**Written problem:** Print every line of the records below word for word, but leave the pictures out.

### Records for the exercise ###

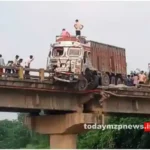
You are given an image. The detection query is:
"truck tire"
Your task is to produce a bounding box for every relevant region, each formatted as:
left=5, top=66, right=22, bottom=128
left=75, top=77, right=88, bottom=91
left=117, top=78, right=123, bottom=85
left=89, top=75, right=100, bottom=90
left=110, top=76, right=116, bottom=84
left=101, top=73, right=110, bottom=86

###

**Full answer:**
You are given an image. The detection query is:
"truck tire"
Your task is to produce a bounding box for every relevant region, each formatted as:
left=5, top=66, right=22, bottom=128
left=75, top=77, right=88, bottom=91
left=117, top=78, right=123, bottom=85
left=89, top=75, right=100, bottom=90
left=110, top=76, right=116, bottom=84
left=101, top=73, right=110, bottom=86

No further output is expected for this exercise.